**Records supplied**
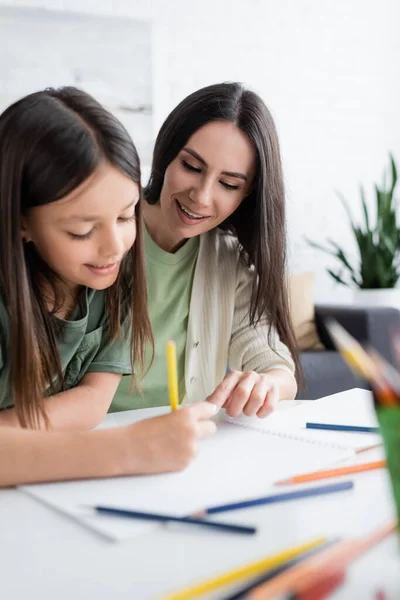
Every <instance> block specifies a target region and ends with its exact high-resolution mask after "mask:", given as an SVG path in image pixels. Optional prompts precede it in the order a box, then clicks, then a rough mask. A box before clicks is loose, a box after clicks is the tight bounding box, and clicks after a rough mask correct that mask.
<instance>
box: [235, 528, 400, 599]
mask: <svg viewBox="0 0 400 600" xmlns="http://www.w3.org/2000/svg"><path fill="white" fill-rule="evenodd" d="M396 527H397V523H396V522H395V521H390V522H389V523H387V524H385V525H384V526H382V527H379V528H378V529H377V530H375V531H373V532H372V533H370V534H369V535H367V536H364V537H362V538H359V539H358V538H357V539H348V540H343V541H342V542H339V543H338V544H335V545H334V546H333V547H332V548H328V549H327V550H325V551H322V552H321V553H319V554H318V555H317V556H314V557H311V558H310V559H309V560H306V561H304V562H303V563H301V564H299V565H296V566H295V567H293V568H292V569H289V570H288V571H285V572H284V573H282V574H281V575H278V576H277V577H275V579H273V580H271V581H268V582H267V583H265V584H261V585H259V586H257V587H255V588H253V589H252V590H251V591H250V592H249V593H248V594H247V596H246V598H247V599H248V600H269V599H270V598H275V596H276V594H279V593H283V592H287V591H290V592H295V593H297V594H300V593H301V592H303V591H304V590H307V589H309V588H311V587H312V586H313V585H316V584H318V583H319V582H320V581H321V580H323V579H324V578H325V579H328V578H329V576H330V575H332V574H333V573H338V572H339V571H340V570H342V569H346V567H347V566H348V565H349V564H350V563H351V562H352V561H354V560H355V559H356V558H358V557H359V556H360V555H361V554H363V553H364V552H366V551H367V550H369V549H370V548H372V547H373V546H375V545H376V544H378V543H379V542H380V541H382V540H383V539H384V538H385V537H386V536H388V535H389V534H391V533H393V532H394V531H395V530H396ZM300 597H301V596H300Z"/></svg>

* * *

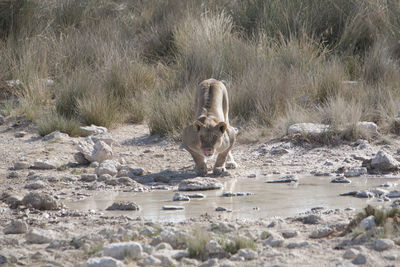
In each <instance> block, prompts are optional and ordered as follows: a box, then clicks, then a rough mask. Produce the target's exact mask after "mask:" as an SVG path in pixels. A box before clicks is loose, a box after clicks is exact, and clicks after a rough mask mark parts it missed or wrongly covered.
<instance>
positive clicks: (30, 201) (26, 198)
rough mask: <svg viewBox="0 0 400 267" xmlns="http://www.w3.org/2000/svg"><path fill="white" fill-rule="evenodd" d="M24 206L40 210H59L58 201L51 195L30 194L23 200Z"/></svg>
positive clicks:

**Required work**
Tally the lines above that include the word "block"; answer with the total only.

**Reply**
2